» **What the exercise asks**:
Type out all the records once more, exactly.

Exercise data Start Marker

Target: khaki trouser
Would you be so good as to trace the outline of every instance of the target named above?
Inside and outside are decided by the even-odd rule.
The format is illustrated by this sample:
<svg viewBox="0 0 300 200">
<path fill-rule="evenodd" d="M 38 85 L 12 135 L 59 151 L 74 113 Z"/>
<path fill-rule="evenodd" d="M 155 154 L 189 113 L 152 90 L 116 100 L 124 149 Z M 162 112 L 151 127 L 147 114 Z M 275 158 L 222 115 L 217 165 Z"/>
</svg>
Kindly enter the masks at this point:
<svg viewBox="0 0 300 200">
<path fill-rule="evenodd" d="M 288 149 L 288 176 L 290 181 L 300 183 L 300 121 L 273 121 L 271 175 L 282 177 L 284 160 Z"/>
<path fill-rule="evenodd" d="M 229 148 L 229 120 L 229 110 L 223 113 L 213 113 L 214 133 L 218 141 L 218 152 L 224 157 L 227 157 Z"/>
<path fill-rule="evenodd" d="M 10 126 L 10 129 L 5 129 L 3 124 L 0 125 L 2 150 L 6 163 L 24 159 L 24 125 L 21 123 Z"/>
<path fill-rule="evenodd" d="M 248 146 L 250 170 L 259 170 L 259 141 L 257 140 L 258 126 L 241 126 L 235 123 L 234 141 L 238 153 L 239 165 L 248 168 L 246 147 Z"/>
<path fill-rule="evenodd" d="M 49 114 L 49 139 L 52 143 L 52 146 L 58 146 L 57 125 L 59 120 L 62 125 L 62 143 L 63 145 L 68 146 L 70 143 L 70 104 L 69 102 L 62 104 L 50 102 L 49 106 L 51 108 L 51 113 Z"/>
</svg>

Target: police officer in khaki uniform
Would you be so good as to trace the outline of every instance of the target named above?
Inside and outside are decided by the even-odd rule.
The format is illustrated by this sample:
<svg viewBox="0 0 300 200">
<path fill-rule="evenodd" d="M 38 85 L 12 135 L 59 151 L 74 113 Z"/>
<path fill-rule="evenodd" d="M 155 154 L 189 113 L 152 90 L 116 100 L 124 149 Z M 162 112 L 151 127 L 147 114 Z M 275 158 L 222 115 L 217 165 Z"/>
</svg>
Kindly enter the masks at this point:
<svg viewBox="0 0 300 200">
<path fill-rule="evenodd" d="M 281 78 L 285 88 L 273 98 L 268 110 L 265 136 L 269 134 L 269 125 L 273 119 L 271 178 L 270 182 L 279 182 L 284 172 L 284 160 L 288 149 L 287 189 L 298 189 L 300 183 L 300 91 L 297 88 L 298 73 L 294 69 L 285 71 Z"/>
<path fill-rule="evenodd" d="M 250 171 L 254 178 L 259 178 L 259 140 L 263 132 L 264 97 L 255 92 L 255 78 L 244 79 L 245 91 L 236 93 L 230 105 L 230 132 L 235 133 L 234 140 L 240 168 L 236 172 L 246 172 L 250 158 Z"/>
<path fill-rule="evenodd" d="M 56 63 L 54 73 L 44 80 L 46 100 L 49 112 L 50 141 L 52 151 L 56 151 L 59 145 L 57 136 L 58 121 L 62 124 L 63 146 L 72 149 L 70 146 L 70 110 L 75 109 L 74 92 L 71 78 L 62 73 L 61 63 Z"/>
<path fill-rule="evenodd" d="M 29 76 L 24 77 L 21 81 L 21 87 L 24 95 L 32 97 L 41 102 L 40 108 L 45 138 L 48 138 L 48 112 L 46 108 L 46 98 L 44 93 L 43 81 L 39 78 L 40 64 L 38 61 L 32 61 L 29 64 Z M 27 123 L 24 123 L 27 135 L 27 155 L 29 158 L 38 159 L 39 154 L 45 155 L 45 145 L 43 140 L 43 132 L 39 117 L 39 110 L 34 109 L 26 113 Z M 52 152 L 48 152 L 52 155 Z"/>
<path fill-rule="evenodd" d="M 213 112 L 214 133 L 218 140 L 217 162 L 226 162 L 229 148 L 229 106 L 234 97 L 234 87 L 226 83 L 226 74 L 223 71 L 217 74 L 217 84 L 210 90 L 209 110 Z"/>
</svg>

Exercise data End Marker

» **Completed exercise**:
Target: khaki trouser
Would you be so good as to trace the outline of every instance of the target named above?
Inside and outside are decided by the even-odd rule.
The format is illustrated by this sample:
<svg viewBox="0 0 300 200">
<path fill-rule="evenodd" d="M 38 85 L 12 135 L 59 151 L 74 113 Z"/>
<path fill-rule="evenodd" d="M 155 154 L 189 113 L 152 90 L 116 100 L 124 149 Z M 162 112 L 151 127 L 147 114 Z M 275 158 L 222 115 L 217 165 Z"/>
</svg>
Kindly enter the masks at this point:
<svg viewBox="0 0 300 200">
<path fill-rule="evenodd" d="M 288 149 L 288 176 L 290 181 L 300 183 L 300 121 L 273 121 L 271 175 L 282 177 L 284 160 Z"/>
<path fill-rule="evenodd" d="M 229 148 L 229 120 L 229 110 L 223 113 L 213 113 L 214 133 L 218 141 L 218 152 L 224 157 L 227 157 Z"/>
<path fill-rule="evenodd" d="M 10 126 L 10 129 L 5 129 L 3 124 L 0 125 L 2 150 L 6 163 L 24 159 L 24 125 L 21 123 Z"/>
<path fill-rule="evenodd" d="M 248 146 L 250 170 L 259 170 L 259 141 L 257 140 L 258 126 L 241 126 L 235 123 L 234 141 L 238 153 L 239 165 L 248 168 L 246 147 Z"/>
<path fill-rule="evenodd" d="M 49 114 L 49 139 L 52 143 L 52 146 L 58 146 L 57 125 L 59 120 L 62 125 L 62 143 L 63 145 L 68 146 L 70 143 L 70 104 L 69 102 L 62 104 L 50 102 L 49 106 L 51 108 L 51 113 Z"/>
</svg>

Target: police officer in khaki uniform
Would you be so good as to trace the outline of every instance of the target named above?
Inside and outside are decided by the even-odd rule.
The format is illustrated by this sample:
<svg viewBox="0 0 300 200">
<path fill-rule="evenodd" d="M 38 85 L 12 135 L 59 151 L 74 113 Z"/>
<path fill-rule="evenodd" d="M 155 154 L 189 113 L 152 90 L 116 100 L 124 149 Z M 162 112 L 151 127 L 147 114 Z M 275 158 L 222 115 L 217 165 Z"/>
</svg>
Kindly enter the masks at this point:
<svg viewBox="0 0 300 200">
<path fill-rule="evenodd" d="M 281 78 L 285 88 L 273 98 L 268 110 L 265 136 L 269 134 L 269 125 L 273 119 L 271 178 L 270 182 L 279 182 L 284 172 L 284 160 L 288 149 L 287 189 L 298 189 L 300 183 L 300 91 L 297 88 L 298 73 L 294 69 L 285 71 Z"/>
<path fill-rule="evenodd" d="M 250 171 L 254 178 L 259 178 L 259 140 L 263 132 L 264 97 L 255 92 L 255 78 L 244 79 L 245 91 L 236 93 L 230 105 L 230 132 L 235 133 L 234 140 L 240 168 L 236 172 L 246 172 L 250 158 Z"/>
<path fill-rule="evenodd" d="M 56 63 L 54 73 L 44 80 L 46 100 L 49 112 L 50 141 L 52 151 L 56 151 L 59 145 L 57 136 L 58 121 L 62 124 L 63 146 L 72 149 L 70 146 L 70 110 L 75 109 L 74 92 L 71 78 L 62 73 L 61 63 Z"/>
<path fill-rule="evenodd" d="M 29 76 L 24 77 L 21 81 L 21 87 L 24 95 L 32 97 L 41 102 L 40 108 L 45 138 L 48 138 L 48 112 L 46 108 L 46 98 L 44 93 L 43 81 L 39 78 L 40 64 L 38 61 L 32 61 L 29 64 Z M 27 123 L 24 123 L 27 135 L 27 155 L 29 158 L 38 159 L 39 154 L 45 155 L 45 145 L 43 140 L 43 132 L 39 117 L 39 110 L 34 109 L 26 113 Z M 52 152 L 48 152 L 52 155 Z"/>
<path fill-rule="evenodd" d="M 213 112 L 214 133 L 218 140 L 217 162 L 226 162 L 229 148 L 229 106 L 234 97 L 234 87 L 226 83 L 226 74 L 223 71 L 217 74 L 217 84 L 210 90 L 209 110 Z"/>
</svg>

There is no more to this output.